— Start of Source extract —

Cris Howell Carpenter (born April 5, 1965) is an American former Major League Baseball right-handed pitcher who played for the St. Louis Cardinals, Florida Marlins, Texas Rangers, and Milwaukee Brewers from 1988 to 1996.

Amateur career
A native of St. Augustine, Florida, Carpenter is an alumnus of the University of Georgia.  He was the punter for the Georgia football team in 1985 and 1986, and still ranks fourth for longest career average (44.1 yards) in Georgia's record book. In 1986, he played collegiate summer baseball with the Cotuit Kettleers of the Cape Cod Baseball League and was named a league all-star.

— End of Source extract —

**Problem requirements**. Revise the Cris Carpenter biography, starting at "Amateur career" and ending at "a league all-star.", so that "kicker" takes the place of "punter". The material that comes next is separate from the Cris Carpenter biography.

— Start of Information provided —

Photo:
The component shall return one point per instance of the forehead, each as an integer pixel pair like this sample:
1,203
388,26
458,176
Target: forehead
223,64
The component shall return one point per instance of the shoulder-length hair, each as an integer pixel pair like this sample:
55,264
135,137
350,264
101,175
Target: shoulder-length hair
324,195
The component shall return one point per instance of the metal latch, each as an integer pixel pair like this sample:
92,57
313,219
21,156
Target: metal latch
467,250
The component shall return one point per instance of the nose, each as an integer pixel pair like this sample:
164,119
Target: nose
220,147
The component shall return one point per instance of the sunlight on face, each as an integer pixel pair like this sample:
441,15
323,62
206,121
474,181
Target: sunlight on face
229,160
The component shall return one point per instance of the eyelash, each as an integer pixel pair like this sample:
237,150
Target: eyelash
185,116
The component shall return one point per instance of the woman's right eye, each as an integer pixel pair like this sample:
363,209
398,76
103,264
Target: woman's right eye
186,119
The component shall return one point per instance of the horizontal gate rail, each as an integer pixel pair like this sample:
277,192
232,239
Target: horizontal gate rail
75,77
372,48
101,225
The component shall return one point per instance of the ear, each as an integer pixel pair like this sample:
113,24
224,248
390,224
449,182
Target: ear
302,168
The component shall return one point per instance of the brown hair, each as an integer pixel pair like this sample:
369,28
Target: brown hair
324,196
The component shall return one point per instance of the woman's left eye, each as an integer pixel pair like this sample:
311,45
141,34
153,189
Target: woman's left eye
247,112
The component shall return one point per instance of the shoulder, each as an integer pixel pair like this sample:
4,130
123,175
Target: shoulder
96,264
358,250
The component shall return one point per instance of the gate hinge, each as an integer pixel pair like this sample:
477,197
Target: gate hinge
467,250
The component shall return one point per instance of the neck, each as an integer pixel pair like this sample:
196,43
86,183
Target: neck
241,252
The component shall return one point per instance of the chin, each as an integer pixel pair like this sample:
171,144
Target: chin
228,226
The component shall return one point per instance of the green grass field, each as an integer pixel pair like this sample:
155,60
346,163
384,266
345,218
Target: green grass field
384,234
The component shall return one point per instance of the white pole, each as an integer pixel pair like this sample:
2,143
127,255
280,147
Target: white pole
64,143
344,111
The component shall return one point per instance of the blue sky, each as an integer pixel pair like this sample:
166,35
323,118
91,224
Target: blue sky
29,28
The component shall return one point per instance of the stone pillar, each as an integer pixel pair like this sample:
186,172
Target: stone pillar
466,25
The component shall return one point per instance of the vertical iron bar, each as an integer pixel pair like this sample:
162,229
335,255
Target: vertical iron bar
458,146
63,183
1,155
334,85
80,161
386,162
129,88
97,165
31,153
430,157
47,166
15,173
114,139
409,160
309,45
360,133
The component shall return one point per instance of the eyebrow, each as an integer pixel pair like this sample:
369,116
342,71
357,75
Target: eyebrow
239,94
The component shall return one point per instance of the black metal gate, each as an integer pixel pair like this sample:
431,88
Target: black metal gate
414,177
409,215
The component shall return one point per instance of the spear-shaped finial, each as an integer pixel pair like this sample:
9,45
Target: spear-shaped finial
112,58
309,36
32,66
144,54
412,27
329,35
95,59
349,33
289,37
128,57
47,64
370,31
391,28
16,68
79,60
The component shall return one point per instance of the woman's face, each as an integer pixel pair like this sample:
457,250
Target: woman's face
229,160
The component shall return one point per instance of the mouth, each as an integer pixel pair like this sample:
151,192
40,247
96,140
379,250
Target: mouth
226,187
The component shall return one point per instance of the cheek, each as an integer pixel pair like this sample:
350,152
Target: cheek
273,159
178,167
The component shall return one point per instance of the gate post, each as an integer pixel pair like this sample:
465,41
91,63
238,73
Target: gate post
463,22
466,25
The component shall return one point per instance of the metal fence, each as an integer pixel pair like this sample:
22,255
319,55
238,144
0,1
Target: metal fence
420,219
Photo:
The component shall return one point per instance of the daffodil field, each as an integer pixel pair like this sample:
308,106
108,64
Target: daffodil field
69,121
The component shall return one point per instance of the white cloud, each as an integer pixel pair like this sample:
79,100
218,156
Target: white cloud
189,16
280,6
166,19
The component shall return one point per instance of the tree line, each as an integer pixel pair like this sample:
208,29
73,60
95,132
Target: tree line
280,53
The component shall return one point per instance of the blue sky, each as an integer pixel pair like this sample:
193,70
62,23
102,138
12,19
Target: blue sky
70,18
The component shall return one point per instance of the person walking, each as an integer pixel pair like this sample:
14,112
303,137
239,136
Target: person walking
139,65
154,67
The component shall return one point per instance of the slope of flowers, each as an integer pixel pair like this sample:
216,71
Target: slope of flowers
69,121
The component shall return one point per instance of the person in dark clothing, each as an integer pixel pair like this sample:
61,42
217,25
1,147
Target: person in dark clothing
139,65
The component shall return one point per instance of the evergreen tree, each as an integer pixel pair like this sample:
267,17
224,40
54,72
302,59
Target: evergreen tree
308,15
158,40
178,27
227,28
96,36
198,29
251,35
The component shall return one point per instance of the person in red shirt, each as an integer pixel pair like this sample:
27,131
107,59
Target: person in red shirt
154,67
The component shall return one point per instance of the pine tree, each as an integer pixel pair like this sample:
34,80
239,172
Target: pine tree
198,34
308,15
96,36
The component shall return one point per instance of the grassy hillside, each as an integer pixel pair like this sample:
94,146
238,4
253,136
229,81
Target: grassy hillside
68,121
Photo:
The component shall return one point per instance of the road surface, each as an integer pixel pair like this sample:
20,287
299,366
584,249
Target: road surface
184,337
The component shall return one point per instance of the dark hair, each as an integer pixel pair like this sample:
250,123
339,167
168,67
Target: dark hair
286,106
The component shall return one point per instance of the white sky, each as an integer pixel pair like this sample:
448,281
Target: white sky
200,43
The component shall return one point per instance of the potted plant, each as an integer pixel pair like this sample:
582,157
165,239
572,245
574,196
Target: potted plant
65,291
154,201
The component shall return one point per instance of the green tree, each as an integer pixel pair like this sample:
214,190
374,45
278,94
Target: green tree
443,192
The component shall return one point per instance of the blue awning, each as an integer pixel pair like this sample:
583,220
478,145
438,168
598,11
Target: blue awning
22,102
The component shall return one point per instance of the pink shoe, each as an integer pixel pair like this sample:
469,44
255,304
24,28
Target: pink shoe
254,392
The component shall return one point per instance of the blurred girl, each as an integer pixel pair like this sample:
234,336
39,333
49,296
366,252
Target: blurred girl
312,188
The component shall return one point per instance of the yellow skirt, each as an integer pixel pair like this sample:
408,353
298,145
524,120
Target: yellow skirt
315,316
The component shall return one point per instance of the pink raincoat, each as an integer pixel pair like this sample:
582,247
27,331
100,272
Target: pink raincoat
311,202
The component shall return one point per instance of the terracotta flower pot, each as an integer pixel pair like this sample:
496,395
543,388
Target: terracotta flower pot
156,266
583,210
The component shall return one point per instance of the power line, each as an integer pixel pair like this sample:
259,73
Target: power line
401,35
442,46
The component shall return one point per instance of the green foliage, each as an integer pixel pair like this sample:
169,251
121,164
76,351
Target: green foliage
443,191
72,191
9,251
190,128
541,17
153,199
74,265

— End of Information provided —

**Correct output**.
Amateur career
A native of St. Augustine, Florida, Carpenter is an alumnus of the University of Georgia.  He was the kicker for the Georgia football team in 1985 and 1986, and still ranks fourth for longest career average (44.1 yards) in Georgia's record book. In 1986, he played collegiate summer baseball with the Cotuit Kettleers of the Cape Cod Baseball League and was named a league all-star.